+++ TEXT PROVIDED

ECB Project helps CRS Pakistan build staff capacity in accountability
“It is very important for CRS to be responsive to community members and what they have to say about our programs so that we can continue to improve,” says Jack Byrne, CRS Pakistan country representative. With this ethos at the forefront of their program, we hear from CRS staff how they have developed their accountability work in the field.
Feedback from communities affected by the 2010 Pakistan floods has been abundant. CRS carried out needs assessments for affected populations; beneficiaries were well informed about CRS and the assistance they were providing; and people had access to speak with staff during field visits. However, the Pakistan program team saw an opportunity to steadily systematize and improve their accountability practices with the support of ECB Accountability tools and specialists from multiple agencies.
The CRS team used and adapted a number of ECB resources including the Key Elements of Accountability in order to develop an accountability framework for the flood response. Staff attended an inter-agency accountability training on the Good Enough Guide, led by Hana Crowe, Accountability Senior Specialist for Save the Children. CRS staff also participated in meetings of the Islamabad accountability working group, together with other ECB agencies, in order to share their experiences and best practices.
Lisa Beyl Escobedo, Program Manager and point person for accountability with CRS, used the Good Enough Guide checklist created by World Vision to conduct an internal assessment with CRS field offices. “It was a very useful tool; staff could identify where they were already doing things well, even if they were not labeled “accountability”, and identify areas where they could improve.” Lisa discovered all field offices were already practicing accountability measures, though usually informally and not always documenting the responses. Lisa helped staff to implement some simple tools, borrowed from other ECB agencies, and to develop a more systematic approach to documenting feedback and follow-up actions.
How did CRS gather formal feedback?
In Sindh, where CRS had not previously worked and where the flood devastation was the most widespread of all of CRS’ programming areas, the need for a formal feedback mechanism was felt early on to help manage the scale of the response. Maria Josephine “Pipin” Wijiastuti of CRS Indonesia and an active participant in the ECB Indonesia consortium, came to Sindh to help set up a feedback mechanism and to lead the initial orientation sessions for CRS and partner staff. The feedback mechanism included suggestion boxes, a dedicated phone number and email address to receive feedback, and a “help desk” staffed during distributions where people could give feedback and discuss the project. These mechanisms had previously proven helpful in previous emergency responses:
During both the 2009 IDP crisis and the 2010 flood response, Save the Children’s systems for increasing accountability to beneficiaries have been critical to improving program quality. Our complaints and response hotlines, in particular, have helped us identify issues, resolve them, and determine what gaps we need to address to improve our services, and avoid repeating mistakes. Perhaps more importantly, the hotlines have given beneficiaries the opportunity to voice their concerns, and know that their opinions matter to us.” Allison Zelkowitz, Deputy Team Leader – Programming, Emergency Response and Recovery Program, Save the Children
Orientation sessions for field staff were developed from ECB Project training materials and examples of participatory feedback and monitoring from the Participation Handbook for Humanitarian Workers (Groupe URD, 2009). These sessions were designed to increase awareness about accountability and explain practical steps to put it into practice in the affected communities. Pipin applied her past experience managing feedback systems during the Jogjakarta earthquake response in 2006, and the West Sumatra earthquake response in 2009.

++++++
+++ SOURCE EXCERPT

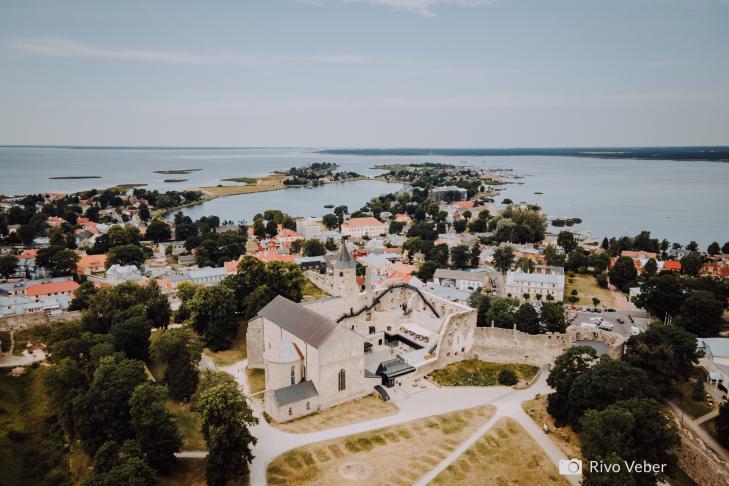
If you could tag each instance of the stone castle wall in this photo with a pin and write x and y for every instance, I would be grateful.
(25, 321)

++++++

-- WRITTEN TASK A --
For the text on CRS Pakistan's accountability work, decide whether each statement agrees with it, answering yes or no and quoting the deciding words: (i) The internal assessment with CRS field offices used a Good Enough Guide checklist created by Save the Children. (ii) The feedback mechanism set up in Sindh included a dedicated phone number and email address. (iii) Pipin had managed feedback systems during the Jogjakarta earthquake response in 2006.
-- WRITTEN TASK B --
From the text on CRS Pakistan's accountability work, quote the passage starting with "Feedback from communities" and going on through "from multiple agencies.".
-- WRITTEN TASK C --
Extend the text on CRS Pakistan's accountability work, beginning after its final sentence.

-- TASK OUTPUT A --
(i) No: "used the Good Enough Guide checklist created by World Vision to conduct an internal assessment with CRS field offices"
(ii) Yes: "a dedicated phone number and email address to receive feedback"
(iii) Yes: "Pipin applied her past experience managing feedback systems during the Jogjakarta earthquake response in 2006"

-- TASK OUTPUT B --
Feedback from communities affected by the 2010 Pakistan floods has been abundant. CRS carried out needs assessments for affected populations; beneficiaries were well informed about CRS and the assistance they were providing; and people had access to speak with staff during field visits. However, the Pakistan program team saw an opportunity to steadily systematize and improve their accountability practices with the support of ECB Accountability tools and specialists from multiple agencies.

-- TASK OUTPUT C --
We also put a complaint in the complaint box because some of the shelter material from one of the shelter kits was missing. We complained about it and were very happy because the response was provided very quickly: the material came in two days.” Feedback from Sindh Project Participant
CRS field staff were used to giving out their cell phone numbers to beneficiaries in the flood response and past emergencies. They often received feedback, questions, and complaints directly. In Sindh, however, many women staff are uncomfortable doing this and they were able to refer people to a dedicated telephone “hotline” for community members to contact CRS. In Besham, beneficiaries have the choice of either calling the Program Managers directly on their cell phones or calling a dedicated hotline. “We used the telephone number to inform CRS when internally displaced people had returned to our village (who are from our village) and require shelter. We used the phone most to communicate with CRS.” Feedback from Sindh Project Participant
Organizing and Systemizing CRS’s Approach Really Works
Program managers are now seeing the benefits of being more systematic about accountability in their respective response activities. Fazal Mabood notes, “It’s critical to be accountable to the people we serve in order to preserve CRS’ reputation with the communities; being responsive to grievances builds our credibility.” Khalid Abbasi found that accountability approaches are helping CRS and local partner staff to do their job better
The Accountability Learning Working Group (ALWG) was formed after the 2010 flood in Pakistan with the aim to be a resource to strengthen the quality and accountability in Flood response. All ECB agencies are active members of this forum and work together to promote and support quality and accountability by sharing learning and resources at various levels. Shagufta Jeelani, Accountability and Impact Measurement Advisor (AIM) for ECB and Monitoring & Evaluation Design Manager for Mercy Corps says that “this forum is the product of ECB's mutual commitment of promoting quality and accountability in emergency and recovery interventions”.
In addition, field staff are feeling the need to have more human resources to properly manage their accountability activities. Now that the urgency of the response is reduced, CRS Pakistan will conduct more in-depth staff training on accountability and will continue to build awareness amongst community members so that they can better understand their right to provide feedback and understand the channels through which they can communicate with CRS.
The way that you came to our community, in a very respectful manner, that was very wonderful. You let us make our committee and designate the people responsible for that committee and you involved us all the time at every stage so that is very good. Wherever you want to go, if you go with this approach, you will never have any problems. If you stick to the same strategy, even the criminal people will not bother you.” Feedback from Sindh Project Participant
This article was written by Loretta Ishida, Lisa Beyl and Maria Josephine “Pipin” Wijiastuti from CRS and edited by Andrea Stewart. Contact us for more information on this work in Pakistan.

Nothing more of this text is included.